Così un’amicizia rende vivo anche il Mistero

Al sepolcro di Gesù, gli Angeli erano due o uno? Il mattino di Pasqua, le donne accorse erano una o tre? Gli apostoli nel cenacolo, dieci o undici? Non basta raccontare i fatti di Pasqua. Occorre vederli, immaginarli, riprodurli. Il Vangelo diventa vivo nei volti e nelle mosse. Il Vangelo si ridesta nelle persone.

Ecclesia 04_04_2016
Gli apostoli nel Cenacolo

Al sepolcro di Gesù, gli Angeli erano due o uno? Il mattino di Pasqua, le donne accorse erano una o tre? Gli apostoli nel cenacolo, dieci o undici? Non basta raccontare i fatti di Pasqua. Occorre vederli, immaginarli, riprodurli. Nei giorni che seguono la Pasqua, con i ragazzi viene facile: un’immediata fantasia permette di immaginare e impersonare gli avvenimenti, trasportandoci con agilità presso il sèpolcro o sul lago, sulla via di Emmaus o nel cenacolo. I ragazzi sono la Maddalena, gli Angeli, Tommaso, Pietro; sono il sepolcro e la corsa, sono il vento e le vele. Il Vangelo diventa vivo nei volti e nelle mosse. Il Vangelo si ridesta nelle persone.

Metti la liturgia celebrata e vissuta. Puoi avere una celebrazione ben eseguita, ma imbalsamata nei ruoli. Lo sguardo si accende e il cuore diventa partecipe quando una comunità si raduna nella fede; allora “la Presenza” appare manifesta. Accade con vivacità il Giovedì Santo nella lavanda dei piedi agli Apostoli  - e ora anche alle Apostole - e all’offertorio con la gente che si reca all’altare deponendo viveri o denaro. Una grande Via Crucis all’inizio della Settimana Santa e un’altra al Venerdì Santo conducono ai piedi del Crocifisso: il silenzio e le parole, il canto e il gesto non agiscono in una finzione teatrale, ma risvegliano l’affetto verso il Signore. Nella notte del Sabato Santo, la Veglia nasce dal buio e si accende nel fuoco con il cero brillante e il canto del “Lumen Christi”. 

Una Pasqua accompagnata dai canti della grande tradizione cristiana e della ricca inventiva moderna spalanca le porte del Mistero. La comunità cristiana rivive nel gesto liturgico, commossa per la Presenza riconosciuta; l’amicizia delle persone che si incontrano e cantano, ritrova il fondamento. Anche una liturgia povera, o una comunità piccola, o una messa concelebrata, o un canto non esaltante, portano a riconoscere Colui che vive tra noi. Camminiamo con quanti ci sono vicini, con quanti hanno preceduto da secoli il gesto della Chiesa, con quanti vivono oggi nella carne la Passione di Cristo e la sua Gloria: i fratelli perseguitati e uccisi, gli esiliati rifiutati alle frontiere, i preti poveri e soli; e insieme il Papa e i vescovi e tutte le comunità, note e ignote. Noi, guardàti con misericordia, apriamo il cuore e le mani al mondo.

· · ·

* **COSA SI CHIEDE**
1. Nel brano sulla Pasqua, quale canto accompagna il cero brillante nella Veglia del Sabato Santo?
2. Elenca tutti i luoghi in cui, secondo il brano sulla Pasqua, la fantasia dei ragazzi ci trasporta con agilità.
I record non hanno alcun legame con il brano sulla Pasqua.

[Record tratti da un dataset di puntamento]
· · ·

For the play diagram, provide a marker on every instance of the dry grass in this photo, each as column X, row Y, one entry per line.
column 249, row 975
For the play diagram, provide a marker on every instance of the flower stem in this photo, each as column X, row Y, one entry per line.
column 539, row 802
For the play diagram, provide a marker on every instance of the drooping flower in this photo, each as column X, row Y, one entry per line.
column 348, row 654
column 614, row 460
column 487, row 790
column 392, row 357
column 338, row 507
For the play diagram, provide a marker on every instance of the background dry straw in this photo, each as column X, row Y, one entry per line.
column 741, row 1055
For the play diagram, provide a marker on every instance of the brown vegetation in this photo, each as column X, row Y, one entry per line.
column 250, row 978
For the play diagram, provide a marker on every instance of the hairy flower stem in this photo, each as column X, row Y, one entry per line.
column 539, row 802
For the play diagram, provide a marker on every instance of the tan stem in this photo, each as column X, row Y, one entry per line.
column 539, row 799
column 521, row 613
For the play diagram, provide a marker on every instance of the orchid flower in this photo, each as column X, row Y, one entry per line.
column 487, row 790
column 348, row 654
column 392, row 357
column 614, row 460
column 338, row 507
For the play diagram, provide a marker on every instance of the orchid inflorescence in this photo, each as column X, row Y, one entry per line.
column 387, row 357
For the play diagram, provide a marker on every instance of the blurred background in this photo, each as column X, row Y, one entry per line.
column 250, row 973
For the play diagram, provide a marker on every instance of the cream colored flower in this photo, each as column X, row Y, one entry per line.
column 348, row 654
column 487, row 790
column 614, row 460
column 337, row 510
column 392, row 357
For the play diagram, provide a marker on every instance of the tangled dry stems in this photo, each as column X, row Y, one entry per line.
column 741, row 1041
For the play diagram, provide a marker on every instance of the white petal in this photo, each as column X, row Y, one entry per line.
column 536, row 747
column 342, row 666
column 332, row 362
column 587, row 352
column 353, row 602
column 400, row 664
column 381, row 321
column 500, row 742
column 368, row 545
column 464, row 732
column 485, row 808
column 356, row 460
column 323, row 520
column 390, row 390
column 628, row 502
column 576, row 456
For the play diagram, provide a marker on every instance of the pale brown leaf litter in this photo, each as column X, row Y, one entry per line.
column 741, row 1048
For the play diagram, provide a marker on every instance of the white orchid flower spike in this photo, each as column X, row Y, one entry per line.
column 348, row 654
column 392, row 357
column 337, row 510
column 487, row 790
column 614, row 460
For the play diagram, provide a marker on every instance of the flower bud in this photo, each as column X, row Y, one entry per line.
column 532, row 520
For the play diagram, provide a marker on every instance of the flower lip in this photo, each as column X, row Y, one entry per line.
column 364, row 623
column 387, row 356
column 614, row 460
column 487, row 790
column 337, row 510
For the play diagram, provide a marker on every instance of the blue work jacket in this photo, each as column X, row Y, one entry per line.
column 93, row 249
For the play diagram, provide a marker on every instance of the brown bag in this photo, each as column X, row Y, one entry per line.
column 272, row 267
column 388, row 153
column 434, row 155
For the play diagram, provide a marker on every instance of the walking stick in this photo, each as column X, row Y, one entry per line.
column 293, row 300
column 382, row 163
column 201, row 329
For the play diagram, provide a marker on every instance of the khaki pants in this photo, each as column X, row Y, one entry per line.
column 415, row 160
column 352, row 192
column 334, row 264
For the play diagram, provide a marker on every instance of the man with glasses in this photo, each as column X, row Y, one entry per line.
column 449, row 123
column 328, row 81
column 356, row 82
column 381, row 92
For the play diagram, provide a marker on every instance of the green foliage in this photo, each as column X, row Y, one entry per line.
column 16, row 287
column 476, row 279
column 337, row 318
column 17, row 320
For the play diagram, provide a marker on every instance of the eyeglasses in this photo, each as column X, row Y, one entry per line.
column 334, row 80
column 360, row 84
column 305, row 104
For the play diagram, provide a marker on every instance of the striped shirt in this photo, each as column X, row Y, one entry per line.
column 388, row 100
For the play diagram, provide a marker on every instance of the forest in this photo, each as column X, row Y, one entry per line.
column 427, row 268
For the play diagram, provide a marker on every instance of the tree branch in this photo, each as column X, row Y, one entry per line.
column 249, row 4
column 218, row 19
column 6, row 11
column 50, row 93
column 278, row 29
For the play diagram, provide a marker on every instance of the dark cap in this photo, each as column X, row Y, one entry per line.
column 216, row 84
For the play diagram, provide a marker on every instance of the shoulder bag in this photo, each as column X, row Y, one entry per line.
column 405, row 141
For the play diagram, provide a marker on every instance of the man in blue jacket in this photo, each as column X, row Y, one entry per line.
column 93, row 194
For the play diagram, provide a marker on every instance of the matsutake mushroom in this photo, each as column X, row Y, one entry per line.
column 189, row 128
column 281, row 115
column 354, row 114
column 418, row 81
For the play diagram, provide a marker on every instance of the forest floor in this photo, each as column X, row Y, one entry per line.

· · ·

* **ELENCO SOLUZIONI**
1. Il canto del "Lumen Christi".

2. Il sepolcro, il lago, la via di Emmaus, il cenacolo.